━━━ Records

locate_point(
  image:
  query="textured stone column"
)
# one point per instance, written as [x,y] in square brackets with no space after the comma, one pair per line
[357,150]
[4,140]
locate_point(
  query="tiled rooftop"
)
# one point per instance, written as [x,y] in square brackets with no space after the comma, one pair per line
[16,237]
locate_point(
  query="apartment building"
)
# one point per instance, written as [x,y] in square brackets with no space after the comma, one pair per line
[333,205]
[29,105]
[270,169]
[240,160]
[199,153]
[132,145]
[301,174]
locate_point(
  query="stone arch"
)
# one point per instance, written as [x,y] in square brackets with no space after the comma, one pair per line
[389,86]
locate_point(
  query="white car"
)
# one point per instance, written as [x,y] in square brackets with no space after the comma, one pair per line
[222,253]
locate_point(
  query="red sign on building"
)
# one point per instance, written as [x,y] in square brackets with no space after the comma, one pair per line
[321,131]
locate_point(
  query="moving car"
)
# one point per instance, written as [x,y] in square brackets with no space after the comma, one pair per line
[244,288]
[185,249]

━━━━━━

Reproduce all of the records above word for word.

### Result of this exercise
locate_point(
  image:
  query="textured stone column"
)
# one point per instance, written as [x,y] in square brackets with no space after the comma, one pair per line
[357,150]
[4,140]
locate_point(
  query="tiled rooftop"
)
# one point per instance, written as [x,y] in square brackets with no space after the comma, one pair per line
[16,237]
locate_point(
  query="apartment building"
)
# one point per instance, written as [x,y] in square brackets with no space after the comma, one pair per line
[333,205]
[29,105]
[270,169]
[240,160]
[199,153]
[132,145]
[301,174]
locate_point(
  query="stone arch"
)
# one point per instance, written as [x,y] in square brackets with no space after the comma, one pair per line
[389,86]
locate_point(
  query="white car"
)
# one point per instance, written as [x,y] in square brackets with no space after the comma, one pair per line
[222,253]
locate_point(
  query="red sign on building"
)
# one point per instance, written as [x,y] in square brackets with no space after the comma, one pair per line
[321,131]
locate_point(
  query="moving car"
)
# one point per instance, written as [x,y] in square brackets with no space after the comma, one pair per line
[244,288]
[185,249]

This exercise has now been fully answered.